(Referring expression data)
※

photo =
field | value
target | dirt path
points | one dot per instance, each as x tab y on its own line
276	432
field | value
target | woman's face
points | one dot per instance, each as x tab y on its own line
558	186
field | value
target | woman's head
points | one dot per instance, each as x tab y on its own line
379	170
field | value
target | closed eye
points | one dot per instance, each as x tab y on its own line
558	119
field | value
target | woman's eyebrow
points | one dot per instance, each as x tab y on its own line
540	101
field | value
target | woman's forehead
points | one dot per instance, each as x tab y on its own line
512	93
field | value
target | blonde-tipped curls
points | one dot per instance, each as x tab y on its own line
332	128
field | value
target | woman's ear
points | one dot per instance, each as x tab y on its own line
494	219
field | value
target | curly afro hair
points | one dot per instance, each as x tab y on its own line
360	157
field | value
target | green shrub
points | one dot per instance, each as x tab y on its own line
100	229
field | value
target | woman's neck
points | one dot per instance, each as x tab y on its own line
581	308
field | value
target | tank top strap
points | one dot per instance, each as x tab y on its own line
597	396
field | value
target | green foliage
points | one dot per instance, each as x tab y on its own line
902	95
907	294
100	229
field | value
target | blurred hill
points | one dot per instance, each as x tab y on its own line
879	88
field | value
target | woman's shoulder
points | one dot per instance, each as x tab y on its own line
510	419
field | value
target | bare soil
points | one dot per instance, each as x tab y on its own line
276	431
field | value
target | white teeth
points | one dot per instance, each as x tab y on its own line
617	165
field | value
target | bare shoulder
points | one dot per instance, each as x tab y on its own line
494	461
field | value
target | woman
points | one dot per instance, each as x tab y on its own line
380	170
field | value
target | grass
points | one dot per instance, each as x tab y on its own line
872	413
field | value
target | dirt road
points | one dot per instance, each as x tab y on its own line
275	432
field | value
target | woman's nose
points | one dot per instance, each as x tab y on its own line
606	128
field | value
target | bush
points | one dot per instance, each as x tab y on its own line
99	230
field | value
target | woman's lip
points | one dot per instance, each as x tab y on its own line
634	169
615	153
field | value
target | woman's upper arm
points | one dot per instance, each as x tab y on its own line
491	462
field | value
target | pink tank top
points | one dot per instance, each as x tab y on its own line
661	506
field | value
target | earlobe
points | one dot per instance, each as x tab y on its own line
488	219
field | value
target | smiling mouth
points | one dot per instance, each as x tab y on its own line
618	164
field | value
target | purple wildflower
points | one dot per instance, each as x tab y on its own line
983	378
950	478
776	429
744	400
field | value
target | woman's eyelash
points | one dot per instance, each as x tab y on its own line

※

- [Try it]: Give back exactly the lines from the first line of the records through the line holding "target | bare soil", including both of those lines and leaving out all others.

- [Answer to this exercise]:
photo =
field | value
target | dirt path
points | one dot per instance, each as x tab y on its own line
276	432
field | value
target | woman's face
points | one dot per instance, each as x tab y on its own line
558	186
field | value
target | woman's head
points | one dot per instance, each as x tab y on its own line
379	170
field | value
target | closed eye
points | one dot per instance, each as x tab y on its own line
558	119
field | value
target | woman's eyebrow
points | one dot per instance, each as x tab y on its own line
540	101
field | value
target | woman's forehead
points | one dot per instance, each as x tab y on its own line
512	93
field | value
target | blonde-tipped curls
points | one dot per instance, each as x tab y on its own line
332	128
field | value
target | woman's ear
points | one dot per instance, each as x tab y on its own line
494	219
field | value
target | curly afro hair
points | one dot per instance, each as x tab y on its own line
360	157
field | value
target | green shrub
points | one dot per instance, each as x tab y on its own line
100	229
field | value
target | woman's neck
points | one dot per instance, each as x tab y on its own line
581	308
field | value
target | tank top strap
points | one dot per instance, each as x tab y on its own line
597	396
field | value
target | green foliage
points | one dot per instance, each as x tab y on its own line
902	95
907	294
100	229
field | value
target | blurred hill
points | one dot per instance, each as x tab y on its own line
879	88
field | value
target | woman's shoulder
points | one dot per instance, each as x tab y on its own line
510	419
field | value
target | bare soil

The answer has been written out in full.